• STATED GOAL: Reproduce every one of the records below verbatim, leaving each line unchanged.

• DATASET ROWS:
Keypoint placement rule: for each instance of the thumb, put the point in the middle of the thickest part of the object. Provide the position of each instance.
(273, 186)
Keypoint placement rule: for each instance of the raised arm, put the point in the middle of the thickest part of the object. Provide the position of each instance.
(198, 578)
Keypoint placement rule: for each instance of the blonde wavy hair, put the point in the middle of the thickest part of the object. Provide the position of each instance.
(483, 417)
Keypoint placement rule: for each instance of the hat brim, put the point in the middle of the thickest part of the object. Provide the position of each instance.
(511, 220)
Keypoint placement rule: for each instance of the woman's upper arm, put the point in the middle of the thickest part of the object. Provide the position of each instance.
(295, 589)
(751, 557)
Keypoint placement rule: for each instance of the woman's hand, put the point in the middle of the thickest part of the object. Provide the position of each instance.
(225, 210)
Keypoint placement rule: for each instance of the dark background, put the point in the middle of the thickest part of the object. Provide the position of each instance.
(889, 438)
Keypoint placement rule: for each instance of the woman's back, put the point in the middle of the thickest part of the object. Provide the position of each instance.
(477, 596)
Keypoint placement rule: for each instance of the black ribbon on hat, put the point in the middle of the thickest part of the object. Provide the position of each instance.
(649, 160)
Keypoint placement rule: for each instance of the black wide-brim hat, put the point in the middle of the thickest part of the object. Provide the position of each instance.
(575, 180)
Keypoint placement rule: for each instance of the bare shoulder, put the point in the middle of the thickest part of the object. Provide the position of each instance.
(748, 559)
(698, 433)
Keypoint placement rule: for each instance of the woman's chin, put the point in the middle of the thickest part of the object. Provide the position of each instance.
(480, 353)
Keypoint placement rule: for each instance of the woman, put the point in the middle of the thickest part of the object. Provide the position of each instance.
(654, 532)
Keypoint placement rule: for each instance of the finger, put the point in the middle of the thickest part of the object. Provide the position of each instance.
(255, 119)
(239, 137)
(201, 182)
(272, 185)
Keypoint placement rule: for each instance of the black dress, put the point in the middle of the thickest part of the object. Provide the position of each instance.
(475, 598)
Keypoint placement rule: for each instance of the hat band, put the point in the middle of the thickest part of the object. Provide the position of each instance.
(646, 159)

• RESULT FOR THIS EXERCISE:
Keypoint placement rule: for each instance of the thumb, put the point in the middle of the thickest part of the object. Provide the position of each instance.
(273, 186)
Keypoint placement rule: for each instance of the raised arm, put the point in the middle of the thickest part of the object. Provide the position of each instance.
(198, 578)
Keypoint placement rule: for each instance of the blonde wavy hair, put the point in the middle of the thickest part of the object. Provide the position of each instance.
(483, 417)
Keypoint placement rule: for each instance of the hat brim, put the point in the middle of the thickest part of the object. Provide the position of each instance.
(511, 220)
Keypoint placement rule: for each instance of the woman's upper arm, put the point in the middle of the thickest part of the object. Provide the position of each instance.
(295, 589)
(751, 557)
Keypoint placement rule: for each instance of the woman's hand, put the point in the middle of the thickest part of the object. Provide the position of each instance.
(225, 210)
Keypoint placement rule: for each instance of the dark background, put the point in the middle of the thickest part of the object. Provide the position of each instance.
(889, 438)
Keypoint placement rule: for each instance of the woman's back, put the point in the middle of the thickest part of the object. Provide the position of each instance.
(477, 596)
Keypoint placement rule: for each instance of the black ribbon on hat, put the point in the middle of the thickest part of the object. Provide the position of each instance.
(649, 160)
Keypoint placement rule: for each instance of the black wide-brim hat, put the point in the middle of the thickest part of the object. Provide the position of each instance.
(575, 180)
Keypoint placement rule: for each instance of the bare shoulder, put the point in the middle of the thickest part of the object. Provide the position of each instance.
(748, 559)
(698, 433)
Keypoint placement rule: for each instance of the woman's chin, put the point in the middle of the thickest part of the object. Provide the position of each instance.
(480, 353)
Keypoint placement rule: for each instance of the woman, put the point in the middle of the thickest part of the object. Provide the position of each instance.
(654, 532)
Keypoint placement rule: for each instance of the finger, put the point in the middle of the thickest part of the object. Provide the position of each instance.
(255, 119)
(239, 137)
(201, 182)
(272, 185)
Keypoint placement rule: for each instance of the black dress, put the point in the middle of the thickest part of the object. Provide the position of each instance.
(475, 598)
Keypoint placement rule: for each instance of the hat band, put the point in the middle of the thickest part of the object. Provide the position of each instance.
(646, 159)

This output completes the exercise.